── MATERIAL TO PROCESS ──
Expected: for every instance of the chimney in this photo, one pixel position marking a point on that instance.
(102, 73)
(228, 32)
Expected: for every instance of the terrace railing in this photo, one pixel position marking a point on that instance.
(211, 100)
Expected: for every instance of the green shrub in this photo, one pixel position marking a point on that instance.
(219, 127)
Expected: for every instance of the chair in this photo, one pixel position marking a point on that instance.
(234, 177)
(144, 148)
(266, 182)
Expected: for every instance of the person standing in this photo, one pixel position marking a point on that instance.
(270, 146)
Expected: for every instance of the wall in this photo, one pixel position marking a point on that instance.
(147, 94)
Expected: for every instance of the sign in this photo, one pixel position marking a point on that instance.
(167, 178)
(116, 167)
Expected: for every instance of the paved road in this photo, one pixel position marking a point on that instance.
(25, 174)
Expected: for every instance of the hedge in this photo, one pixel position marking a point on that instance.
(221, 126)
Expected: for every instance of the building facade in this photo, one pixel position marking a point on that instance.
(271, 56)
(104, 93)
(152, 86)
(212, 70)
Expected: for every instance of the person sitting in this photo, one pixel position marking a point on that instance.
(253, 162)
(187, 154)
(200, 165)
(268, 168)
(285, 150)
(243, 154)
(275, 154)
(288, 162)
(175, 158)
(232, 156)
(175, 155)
───
Exactly the lines from the one containing "Expected: for every instance of the paved" through the end of the entries above must be output, and no others.

Expected: for every instance of the paved road in this photo, one pixel position marking a point on that instance.
(25, 174)
Expected: for every instance of the hedge in this photo, one pixel position marking a point on that instance.
(221, 126)
Expected: for every instance of the building facade in this photo, one pixel position marking a point on that instance.
(271, 56)
(104, 93)
(152, 86)
(212, 70)
Expected: for every instance of the person sitting in this photo, one pixel position marking a point on that instance.
(253, 162)
(187, 154)
(200, 165)
(268, 168)
(285, 150)
(243, 154)
(275, 154)
(288, 162)
(175, 158)
(232, 156)
(175, 155)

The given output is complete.